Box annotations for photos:

+++++

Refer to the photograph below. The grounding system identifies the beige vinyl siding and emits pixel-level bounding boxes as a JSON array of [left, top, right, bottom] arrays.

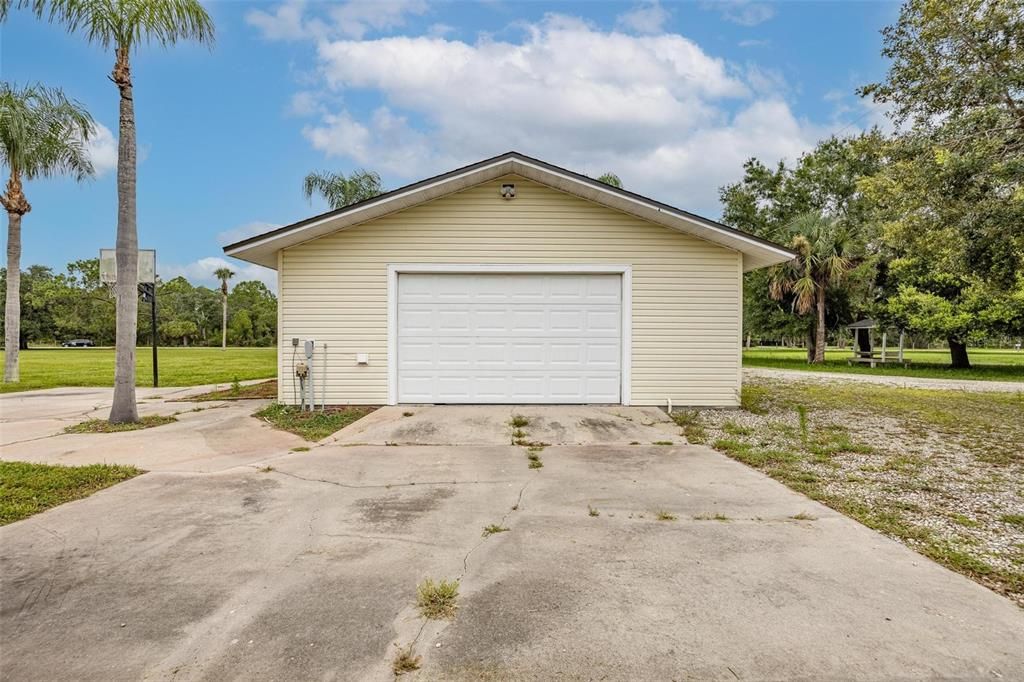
[[279, 176, 742, 406]]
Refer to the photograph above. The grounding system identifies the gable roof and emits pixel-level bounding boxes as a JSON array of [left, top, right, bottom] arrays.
[[224, 152, 796, 271]]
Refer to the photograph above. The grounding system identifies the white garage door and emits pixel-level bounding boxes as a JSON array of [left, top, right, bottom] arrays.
[[397, 272, 623, 403]]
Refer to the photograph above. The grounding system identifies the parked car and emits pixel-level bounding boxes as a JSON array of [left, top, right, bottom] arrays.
[[60, 339, 96, 348]]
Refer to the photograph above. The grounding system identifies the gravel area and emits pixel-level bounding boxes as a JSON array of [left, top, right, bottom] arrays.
[[743, 367, 1024, 393], [679, 373, 1024, 606]]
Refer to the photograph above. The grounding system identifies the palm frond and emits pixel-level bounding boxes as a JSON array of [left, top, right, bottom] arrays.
[[10, 0, 214, 48], [0, 83, 95, 180]]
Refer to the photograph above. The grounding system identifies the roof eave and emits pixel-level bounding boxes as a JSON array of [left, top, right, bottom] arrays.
[[224, 153, 796, 271]]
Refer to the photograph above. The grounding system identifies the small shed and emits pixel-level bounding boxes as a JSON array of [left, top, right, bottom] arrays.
[[846, 317, 910, 367]]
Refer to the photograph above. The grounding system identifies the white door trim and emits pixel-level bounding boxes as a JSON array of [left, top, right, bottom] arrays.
[[387, 263, 633, 404]]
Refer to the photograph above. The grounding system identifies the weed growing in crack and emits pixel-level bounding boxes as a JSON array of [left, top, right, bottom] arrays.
[[391, 644, 422, 677], [693, 514, 729, 521], [416, 578, 459, 621]]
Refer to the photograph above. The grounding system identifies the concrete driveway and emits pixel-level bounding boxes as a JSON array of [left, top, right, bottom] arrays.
[[0, 395, 1024, 680]]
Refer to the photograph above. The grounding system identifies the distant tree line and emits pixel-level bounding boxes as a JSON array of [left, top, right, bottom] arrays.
[[0, 258, 278, 348], [721, 0, 1024, 368]]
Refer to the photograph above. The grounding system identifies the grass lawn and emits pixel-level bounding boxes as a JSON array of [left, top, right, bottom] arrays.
[[675, 380, 1024, 606], [0, 462, 142, 525], [0, 347, 278, 393], [65, 415, 178, 433], [182, 379, 278, 402], [253, 402, 376, 442], [743, 347, 1024, 381]]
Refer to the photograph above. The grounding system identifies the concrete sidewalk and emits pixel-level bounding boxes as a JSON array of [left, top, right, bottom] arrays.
[[0, 438, 1024, 681], [0, 384, 308, 471]]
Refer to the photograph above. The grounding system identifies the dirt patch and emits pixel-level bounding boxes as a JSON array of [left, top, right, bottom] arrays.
[[691, 380, 1024, 606]]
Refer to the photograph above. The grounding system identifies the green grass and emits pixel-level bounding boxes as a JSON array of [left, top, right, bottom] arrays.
[[0, 462, 142, 525], [253, 402, 375, 442], [184, 379, 278, 402], [65, 415, 178, 433], [0, 347, 278, 393], [743, 348, 1024, 382]]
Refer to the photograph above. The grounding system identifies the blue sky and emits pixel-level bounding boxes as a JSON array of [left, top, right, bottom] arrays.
[[0, 0, 899, 284]]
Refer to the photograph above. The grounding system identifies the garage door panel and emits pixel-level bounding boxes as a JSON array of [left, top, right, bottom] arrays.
[[396, 273, 622, 402]]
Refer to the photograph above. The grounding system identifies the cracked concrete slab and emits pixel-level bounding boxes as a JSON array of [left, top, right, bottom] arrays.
[[0, 444, 1024, 680], [325, 406, 686, 445]]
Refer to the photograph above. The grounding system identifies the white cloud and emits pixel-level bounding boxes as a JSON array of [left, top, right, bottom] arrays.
[[157, 256, 278, 291], [711, 0, 775, 26], [217, 221, 281, 246], [85, 123, 118, 177], [246, 0, 427, 40], [615, 0, 670, 34], [303, 15, 826, 215]]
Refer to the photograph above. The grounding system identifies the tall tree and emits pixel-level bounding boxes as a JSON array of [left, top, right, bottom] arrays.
[[302, 170, 384, 206], [860, 0, 1024, 368], [769, 213, 855, 363], [213, 267, 234, 350], [0, 83, 93, 382], [0, 0, 214, 423], [719, 130, 886, 361]]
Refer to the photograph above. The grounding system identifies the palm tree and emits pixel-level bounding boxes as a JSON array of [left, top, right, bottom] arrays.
[[768, 213, 856, 363], [0, 0, 213, 423], [213, 267, 234, 350], [302, 170, 384, 206], [0, 83, 93, 382]]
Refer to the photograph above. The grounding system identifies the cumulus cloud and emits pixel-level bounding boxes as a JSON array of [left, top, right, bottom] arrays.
[[85, 123, 118, 177], [303, 15, 826, 215], [157, 256, 278, 291], [615, 0, 669, 34]]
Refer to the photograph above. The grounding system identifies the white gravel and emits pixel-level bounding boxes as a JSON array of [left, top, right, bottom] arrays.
[[743, 367, 1024, 393]]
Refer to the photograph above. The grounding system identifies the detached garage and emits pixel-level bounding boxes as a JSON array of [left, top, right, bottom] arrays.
[[224, 153, 793, 407]]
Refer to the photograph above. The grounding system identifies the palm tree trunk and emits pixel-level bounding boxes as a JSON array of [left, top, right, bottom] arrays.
[[811, 286, 825, 363], [110, 46, 138, 424], [946, 337, 971, 370], [3, 204, 22, 382], [220, 294, 227, 350]]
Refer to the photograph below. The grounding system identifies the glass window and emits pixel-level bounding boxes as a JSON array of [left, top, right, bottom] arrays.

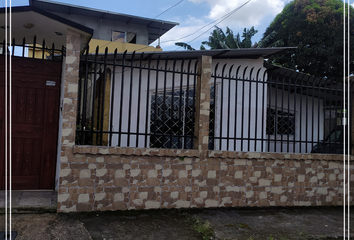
[[112, 31, 126, 43]]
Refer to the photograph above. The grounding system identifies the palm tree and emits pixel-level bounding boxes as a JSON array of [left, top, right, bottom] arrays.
[[175, 26, 284, 50]]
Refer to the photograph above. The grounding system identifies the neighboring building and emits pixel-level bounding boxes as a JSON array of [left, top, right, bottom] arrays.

+++++

● Requirement
Scale everything in the listing from the line containing "identifies the grass" down to the line containing "[[691, 380, 1024, 606]]", both ends included, and give only those lines. Repeat the requests unchanged, multiply every box coordinate in the answers by 1.65, and round each result to a whole number with halves rounded up.

● Full solution
Refer to the photograph above. The grounding system identifies the grass lawn and emits pixel-level bounding boxes as a JSON array of [left, top, right, bottom] arrays.
[[1114, 627, 1690, 1000], [0, 762, 234, 866], [0, 573, 459, 648], [107, 685, 294, 714], [300, 625, 459, 663], [417, 663, 620, 729], [1226, 573, 1690, 629]]
Refer to the photograph above. The grounding system identifies the concrete sidewalk and emits pixel-level bounding boxes as a JSON array of [left, top, right, bottom] arrays.
[[0, 723, 1690, 1124], [0, 634, 508, 777]]
Refer to the photograph above. The grounding system identifies the dirt patch and emits pixel-level bounding boxes as a JSON array of [left, top, right, bottom] arrays.
[[1140, 627, 1690, 1000]]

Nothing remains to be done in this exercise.